▶ [Job] Rewrite the listing below, changing every "garden statue" to "stone figure" and leaving everything else unchanged.

Source data
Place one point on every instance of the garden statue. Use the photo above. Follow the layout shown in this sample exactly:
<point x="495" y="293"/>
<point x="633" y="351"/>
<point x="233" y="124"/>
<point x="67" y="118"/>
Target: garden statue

▶ [Task result]
Place one point on every instance of the stone figure. Use the photo above. Follow the layout shown in this sample exactly:
<point x="495" y="293"/>
<point x="633" y="351"/>
<point x="233" y="124"/>
<point x="67" y="118"/>
Target: stone figure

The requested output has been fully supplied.